- [Work to complete] Go line by line through the data below and work out how many lines contain "bottle"; the answer is that number alone.

- [Given entries]

════════════════

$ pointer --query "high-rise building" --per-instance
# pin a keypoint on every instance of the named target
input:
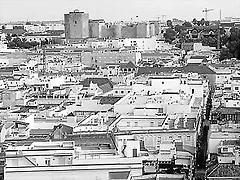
(76, 25)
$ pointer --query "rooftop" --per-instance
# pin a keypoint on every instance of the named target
(226, 170)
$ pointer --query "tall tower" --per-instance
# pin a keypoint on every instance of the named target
(76, 25)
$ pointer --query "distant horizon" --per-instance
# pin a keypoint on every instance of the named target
(116, 10)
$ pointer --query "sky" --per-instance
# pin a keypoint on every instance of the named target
(116, 10)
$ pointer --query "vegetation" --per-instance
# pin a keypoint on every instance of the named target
(21, 43)
(232, 45)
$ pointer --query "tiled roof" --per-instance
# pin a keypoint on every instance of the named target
(226, 170)
(108, 99)
(65, 129)
(119, 175)
(186, 69)
(99, 81)
(227, 110)
(92, 140)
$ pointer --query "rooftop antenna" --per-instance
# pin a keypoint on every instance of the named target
(206, 13)
(220, 15)
(163, 18)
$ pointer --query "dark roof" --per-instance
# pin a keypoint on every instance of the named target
(156, 54)
(226, 170)
(40, 131)
(14, 31)
(197, 57)
(92, 140)
(119, 175)
(200, 69)
(99, 81)
(129, 64)
(227, 110)
(65, 129)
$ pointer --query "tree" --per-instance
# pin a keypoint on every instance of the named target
(187, 24)
(194, 21)
(207, 23)
(225, 54)
(169, 23)
(8, 37)
(170, 35)
(202, 22)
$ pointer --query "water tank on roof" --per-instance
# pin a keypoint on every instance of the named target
(76, 10)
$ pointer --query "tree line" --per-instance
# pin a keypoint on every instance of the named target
(229, 41)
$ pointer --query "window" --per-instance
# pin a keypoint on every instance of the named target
(225, 149)
(47, 162)
(160, 110)
(151, 123)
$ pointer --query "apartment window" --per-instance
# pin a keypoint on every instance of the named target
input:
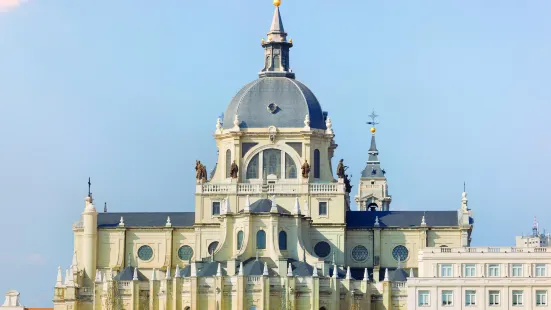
(493, 298)
(517, 298)
(540, 270)
(470, 298)
(541, 298)
(446, 270)
(447, 298)
(493, 270)
(470, 270)
(323, 207)
(216, 208)
(424, 298)
(517, 270)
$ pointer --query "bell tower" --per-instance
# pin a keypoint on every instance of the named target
(373, 190)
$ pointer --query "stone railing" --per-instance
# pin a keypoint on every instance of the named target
(399, 285)
(491, 250)
(125, 285)
(278, 188)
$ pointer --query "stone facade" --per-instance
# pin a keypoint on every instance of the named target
(267, 232)
(481, 278)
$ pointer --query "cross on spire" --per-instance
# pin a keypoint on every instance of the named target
(373, 118)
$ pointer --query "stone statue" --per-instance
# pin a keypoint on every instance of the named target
(305, 169)
(200, 171)
(347, 186)
(340, 170)
(234, 170)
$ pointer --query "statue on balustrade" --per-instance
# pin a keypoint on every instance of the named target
(234, 170)
(305, 169)
(200, 171)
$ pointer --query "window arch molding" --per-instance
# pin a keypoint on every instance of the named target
(259, 148)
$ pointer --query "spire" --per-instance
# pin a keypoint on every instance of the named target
(276, 49)
(373, 168)
(240, 269)
(290, 271)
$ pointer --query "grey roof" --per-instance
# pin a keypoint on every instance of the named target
(303, 269)
(127, 274)
(366, 219)
(209, 269)
(293, 99)
(264, 206)
(146, 219)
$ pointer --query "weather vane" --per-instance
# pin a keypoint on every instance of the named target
(373, 117)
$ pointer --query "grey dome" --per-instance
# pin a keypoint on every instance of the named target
(290, 99)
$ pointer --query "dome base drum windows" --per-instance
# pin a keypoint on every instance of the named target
(145, 252)
(273, 160)
(360, 253)
(322, 249)
(400, 253)
(261, 240)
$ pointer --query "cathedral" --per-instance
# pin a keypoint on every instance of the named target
(273, 226)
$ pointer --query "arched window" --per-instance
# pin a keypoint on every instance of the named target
(239, 239)
(282, 240)
(252, 169)
(290, 167)
(276, 63)
(316, 164)
(261, 240)
(272, 162)
(228, 163)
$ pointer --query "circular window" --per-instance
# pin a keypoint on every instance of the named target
(400, 253)
(359, 253)
(322, 249)
(185, 252)
(145, 252)
(212, 247)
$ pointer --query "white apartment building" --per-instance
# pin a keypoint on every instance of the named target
(481, 278)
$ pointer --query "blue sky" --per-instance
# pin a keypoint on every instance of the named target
(128, 92)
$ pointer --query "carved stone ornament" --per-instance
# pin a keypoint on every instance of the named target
(272, 131)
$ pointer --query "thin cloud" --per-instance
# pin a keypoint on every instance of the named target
(6, 5)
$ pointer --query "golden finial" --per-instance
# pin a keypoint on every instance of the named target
(373, 123)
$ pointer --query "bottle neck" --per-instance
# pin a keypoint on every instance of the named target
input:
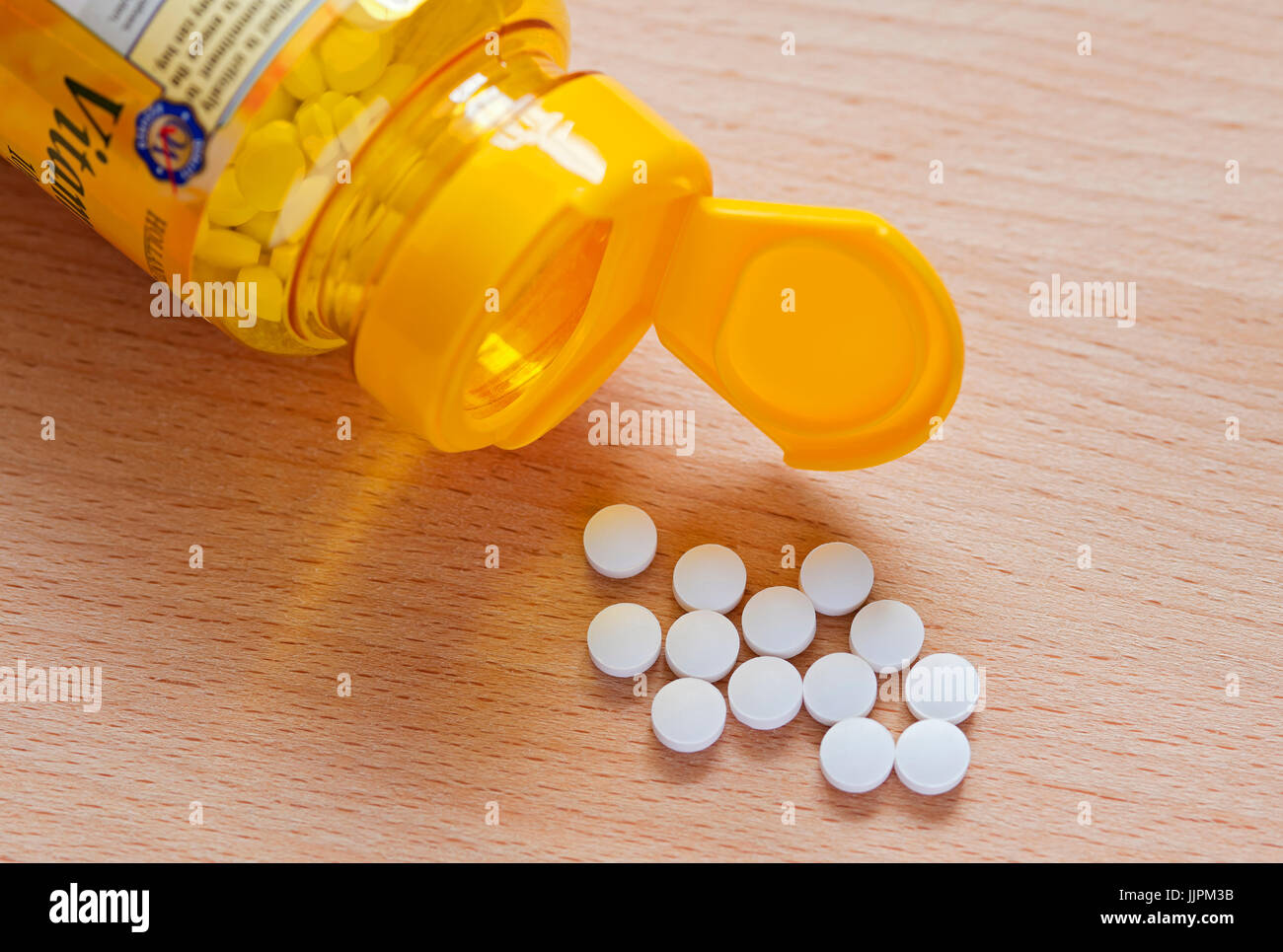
(403, 165)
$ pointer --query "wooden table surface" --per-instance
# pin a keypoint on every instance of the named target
(1142, 692)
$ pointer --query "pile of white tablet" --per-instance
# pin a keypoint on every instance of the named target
(779, 622)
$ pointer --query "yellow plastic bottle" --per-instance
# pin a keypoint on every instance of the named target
(423, 182)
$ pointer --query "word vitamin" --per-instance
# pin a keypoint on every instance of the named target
(115, 906)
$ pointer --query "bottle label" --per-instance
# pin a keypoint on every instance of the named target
(113, 107)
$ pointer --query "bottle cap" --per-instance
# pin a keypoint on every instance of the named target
(581, 221)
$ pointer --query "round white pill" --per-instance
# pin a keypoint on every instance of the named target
(765, 693)
(620, 541)
(838, 687)
(779, 622)
(624, 639)
(932, 757)
(710, 576)
(886, 634)
(942, 687)
(688, 715)
(702, 644)
(837, 577)
(856, 755)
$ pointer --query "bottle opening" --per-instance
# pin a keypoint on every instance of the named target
(534, 329)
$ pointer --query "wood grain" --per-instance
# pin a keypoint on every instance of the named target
(473, 686)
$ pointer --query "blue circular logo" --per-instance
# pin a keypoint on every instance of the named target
(171, 141)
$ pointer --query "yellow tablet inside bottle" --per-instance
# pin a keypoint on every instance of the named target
(426, 183)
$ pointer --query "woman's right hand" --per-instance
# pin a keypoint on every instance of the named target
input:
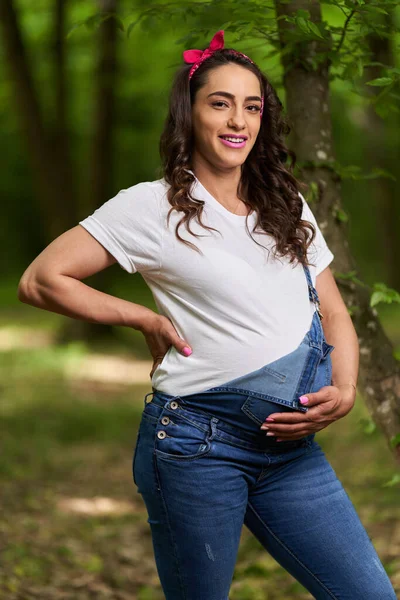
(160, 335)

════════════════

- [Answer to this task] 6